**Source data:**

....

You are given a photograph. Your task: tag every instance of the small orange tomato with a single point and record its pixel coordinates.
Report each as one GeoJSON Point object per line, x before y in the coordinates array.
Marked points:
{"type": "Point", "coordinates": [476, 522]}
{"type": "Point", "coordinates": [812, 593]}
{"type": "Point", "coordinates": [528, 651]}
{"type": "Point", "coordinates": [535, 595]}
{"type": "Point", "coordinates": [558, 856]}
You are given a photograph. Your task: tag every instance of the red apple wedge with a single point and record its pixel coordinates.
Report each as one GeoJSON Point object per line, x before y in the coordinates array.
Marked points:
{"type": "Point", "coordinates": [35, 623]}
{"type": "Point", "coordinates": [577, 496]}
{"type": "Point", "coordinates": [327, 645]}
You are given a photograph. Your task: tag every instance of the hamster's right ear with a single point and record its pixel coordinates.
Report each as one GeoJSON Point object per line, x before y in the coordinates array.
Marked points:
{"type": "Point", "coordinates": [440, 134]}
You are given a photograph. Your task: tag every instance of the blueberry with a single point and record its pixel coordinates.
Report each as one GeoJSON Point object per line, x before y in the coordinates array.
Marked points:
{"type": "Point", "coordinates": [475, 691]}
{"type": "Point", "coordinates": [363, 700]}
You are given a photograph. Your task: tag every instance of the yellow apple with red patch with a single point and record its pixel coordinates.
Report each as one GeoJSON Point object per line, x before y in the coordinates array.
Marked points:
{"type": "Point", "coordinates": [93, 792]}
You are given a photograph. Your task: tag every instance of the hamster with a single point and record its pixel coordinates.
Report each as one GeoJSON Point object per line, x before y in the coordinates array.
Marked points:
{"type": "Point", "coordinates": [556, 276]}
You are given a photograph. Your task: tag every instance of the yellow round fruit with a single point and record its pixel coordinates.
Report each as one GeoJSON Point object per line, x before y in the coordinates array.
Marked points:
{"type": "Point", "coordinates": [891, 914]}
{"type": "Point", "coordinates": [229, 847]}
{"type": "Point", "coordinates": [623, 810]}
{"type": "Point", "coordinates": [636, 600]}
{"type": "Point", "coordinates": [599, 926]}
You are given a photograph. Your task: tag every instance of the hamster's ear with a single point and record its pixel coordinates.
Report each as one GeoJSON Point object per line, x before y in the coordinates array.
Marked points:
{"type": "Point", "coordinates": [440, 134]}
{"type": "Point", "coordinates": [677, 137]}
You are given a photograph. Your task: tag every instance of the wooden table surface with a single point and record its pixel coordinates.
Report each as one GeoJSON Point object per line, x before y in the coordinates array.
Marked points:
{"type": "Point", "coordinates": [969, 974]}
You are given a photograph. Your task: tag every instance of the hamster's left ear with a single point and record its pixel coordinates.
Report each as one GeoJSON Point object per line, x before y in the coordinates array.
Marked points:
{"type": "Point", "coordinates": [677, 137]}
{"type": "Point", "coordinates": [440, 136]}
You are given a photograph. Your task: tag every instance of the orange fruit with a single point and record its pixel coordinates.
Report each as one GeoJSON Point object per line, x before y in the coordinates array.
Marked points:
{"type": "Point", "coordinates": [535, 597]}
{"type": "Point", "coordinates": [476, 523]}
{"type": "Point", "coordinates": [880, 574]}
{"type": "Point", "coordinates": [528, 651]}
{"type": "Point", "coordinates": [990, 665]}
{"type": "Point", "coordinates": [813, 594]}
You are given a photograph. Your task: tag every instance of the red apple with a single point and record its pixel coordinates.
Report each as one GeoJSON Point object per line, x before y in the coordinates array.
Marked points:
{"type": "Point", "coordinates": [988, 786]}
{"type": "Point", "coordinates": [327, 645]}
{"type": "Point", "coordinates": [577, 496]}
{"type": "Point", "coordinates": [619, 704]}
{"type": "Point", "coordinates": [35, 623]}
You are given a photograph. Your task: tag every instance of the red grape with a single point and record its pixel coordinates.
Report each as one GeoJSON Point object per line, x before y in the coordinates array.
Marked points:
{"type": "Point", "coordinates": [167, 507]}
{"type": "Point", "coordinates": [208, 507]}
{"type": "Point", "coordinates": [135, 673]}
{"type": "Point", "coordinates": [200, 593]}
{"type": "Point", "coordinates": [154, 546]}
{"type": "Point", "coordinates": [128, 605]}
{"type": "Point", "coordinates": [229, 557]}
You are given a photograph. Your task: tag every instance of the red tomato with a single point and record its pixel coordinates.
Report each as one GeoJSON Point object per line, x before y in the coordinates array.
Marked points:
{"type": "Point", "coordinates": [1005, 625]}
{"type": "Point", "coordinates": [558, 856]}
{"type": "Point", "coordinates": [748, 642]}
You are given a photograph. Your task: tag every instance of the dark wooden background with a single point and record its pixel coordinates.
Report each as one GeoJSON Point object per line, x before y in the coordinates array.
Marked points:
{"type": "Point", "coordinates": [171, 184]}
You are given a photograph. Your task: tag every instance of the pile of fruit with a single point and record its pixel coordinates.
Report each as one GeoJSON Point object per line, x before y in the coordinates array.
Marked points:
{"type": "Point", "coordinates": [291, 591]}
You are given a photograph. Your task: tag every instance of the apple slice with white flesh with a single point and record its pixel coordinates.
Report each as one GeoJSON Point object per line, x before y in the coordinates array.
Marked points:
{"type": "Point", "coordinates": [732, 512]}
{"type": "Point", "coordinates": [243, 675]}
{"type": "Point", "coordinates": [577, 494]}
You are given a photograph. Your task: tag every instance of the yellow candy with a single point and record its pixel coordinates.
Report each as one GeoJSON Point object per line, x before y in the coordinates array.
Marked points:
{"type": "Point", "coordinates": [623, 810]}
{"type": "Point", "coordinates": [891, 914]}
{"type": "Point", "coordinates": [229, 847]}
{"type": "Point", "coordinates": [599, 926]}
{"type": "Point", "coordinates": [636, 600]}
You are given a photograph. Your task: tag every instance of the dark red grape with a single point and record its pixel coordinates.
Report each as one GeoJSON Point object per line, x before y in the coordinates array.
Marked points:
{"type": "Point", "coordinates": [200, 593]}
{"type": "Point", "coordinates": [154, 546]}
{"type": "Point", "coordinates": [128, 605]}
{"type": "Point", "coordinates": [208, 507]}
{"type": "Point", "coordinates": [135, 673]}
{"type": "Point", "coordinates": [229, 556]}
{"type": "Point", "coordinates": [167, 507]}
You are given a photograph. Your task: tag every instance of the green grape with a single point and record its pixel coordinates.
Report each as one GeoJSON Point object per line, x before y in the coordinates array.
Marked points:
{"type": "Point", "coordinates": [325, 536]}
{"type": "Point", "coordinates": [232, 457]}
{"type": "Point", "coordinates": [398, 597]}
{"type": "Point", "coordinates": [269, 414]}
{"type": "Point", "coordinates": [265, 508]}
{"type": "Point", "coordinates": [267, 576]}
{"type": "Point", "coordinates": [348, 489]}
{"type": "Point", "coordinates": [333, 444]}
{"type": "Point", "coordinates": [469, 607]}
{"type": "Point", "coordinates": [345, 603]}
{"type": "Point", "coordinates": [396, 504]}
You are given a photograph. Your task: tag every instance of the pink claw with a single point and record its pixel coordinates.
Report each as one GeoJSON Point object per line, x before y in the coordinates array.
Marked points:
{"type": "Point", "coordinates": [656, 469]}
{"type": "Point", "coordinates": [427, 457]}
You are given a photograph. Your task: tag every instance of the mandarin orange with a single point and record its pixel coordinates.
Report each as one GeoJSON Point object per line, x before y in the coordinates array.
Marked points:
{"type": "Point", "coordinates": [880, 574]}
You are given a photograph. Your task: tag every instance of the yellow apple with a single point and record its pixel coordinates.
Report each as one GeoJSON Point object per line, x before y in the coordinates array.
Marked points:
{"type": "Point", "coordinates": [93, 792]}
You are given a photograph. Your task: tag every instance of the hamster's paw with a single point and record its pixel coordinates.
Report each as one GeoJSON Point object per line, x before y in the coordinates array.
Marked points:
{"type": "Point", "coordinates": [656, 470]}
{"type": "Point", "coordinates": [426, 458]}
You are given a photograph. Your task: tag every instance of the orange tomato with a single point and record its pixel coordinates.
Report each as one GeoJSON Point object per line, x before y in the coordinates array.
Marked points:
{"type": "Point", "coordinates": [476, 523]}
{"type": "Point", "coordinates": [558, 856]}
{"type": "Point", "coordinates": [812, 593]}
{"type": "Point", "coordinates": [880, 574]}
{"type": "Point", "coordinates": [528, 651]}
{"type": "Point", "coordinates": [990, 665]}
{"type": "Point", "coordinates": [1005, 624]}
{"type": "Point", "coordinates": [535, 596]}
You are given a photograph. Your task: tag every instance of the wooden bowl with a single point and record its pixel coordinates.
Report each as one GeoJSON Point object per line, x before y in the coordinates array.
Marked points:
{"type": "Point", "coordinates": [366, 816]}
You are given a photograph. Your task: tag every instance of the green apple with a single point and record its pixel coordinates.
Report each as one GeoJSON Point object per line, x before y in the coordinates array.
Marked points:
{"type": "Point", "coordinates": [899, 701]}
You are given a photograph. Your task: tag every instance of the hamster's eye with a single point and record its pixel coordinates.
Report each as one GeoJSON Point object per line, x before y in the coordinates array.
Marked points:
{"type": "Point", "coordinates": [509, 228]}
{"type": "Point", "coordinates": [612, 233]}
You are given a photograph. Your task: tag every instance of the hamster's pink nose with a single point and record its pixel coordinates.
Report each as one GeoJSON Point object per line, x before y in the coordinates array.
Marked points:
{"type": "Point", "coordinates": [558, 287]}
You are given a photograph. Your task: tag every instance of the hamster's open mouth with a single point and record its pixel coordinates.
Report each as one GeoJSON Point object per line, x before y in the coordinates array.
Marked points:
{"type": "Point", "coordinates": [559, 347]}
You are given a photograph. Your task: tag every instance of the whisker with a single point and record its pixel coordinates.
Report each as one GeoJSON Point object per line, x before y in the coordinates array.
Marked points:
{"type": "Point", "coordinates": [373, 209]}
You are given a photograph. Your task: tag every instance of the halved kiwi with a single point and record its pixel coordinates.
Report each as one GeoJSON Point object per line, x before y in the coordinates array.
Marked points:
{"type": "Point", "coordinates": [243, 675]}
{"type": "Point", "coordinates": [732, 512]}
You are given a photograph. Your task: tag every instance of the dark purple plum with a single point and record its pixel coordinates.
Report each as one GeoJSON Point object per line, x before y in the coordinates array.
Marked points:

....

**Set problem:** Quote exactly what appears from the line containing "the hamster's open" through the final line of the listing above, including both of those lines.

**Completed task:**
You are given a photograph. Your task: tag every instance of the hamster's open mouth with a single point and record its pixel coordinates.
Report each as one GeoJSON Point object per line, x before y in the coordinates array.
Marked points:
{"type": "Point", "coordinates": [559, 347]}
You are given a photograph. Your task: tag every instance of the whisker with a single point and record its pixel coordinates.
Report each as one GeoJSON Point object per line, x before y in the coordinates array.
Marked points:
{"type": "Point", "coordinates": [373, 209]}
You are given a photograph. Your task: tag every instance of the halved kiwi with a single point and record its pixel coordinates.
Report each as one GeoJSON Point object per line, x before y in the coordinates array.
Marked points:
{"type": "Point", "coordinates": [243, 675]}
{"type": "Point", "coordinates": [732, 512]}
You are given a photograph. Your task: tag every instance of the dark purple plum with a single point and record its pixel coordinates.
Report each as one GeoJSON Point object per line, x before y in the coordinates array.
Marked points:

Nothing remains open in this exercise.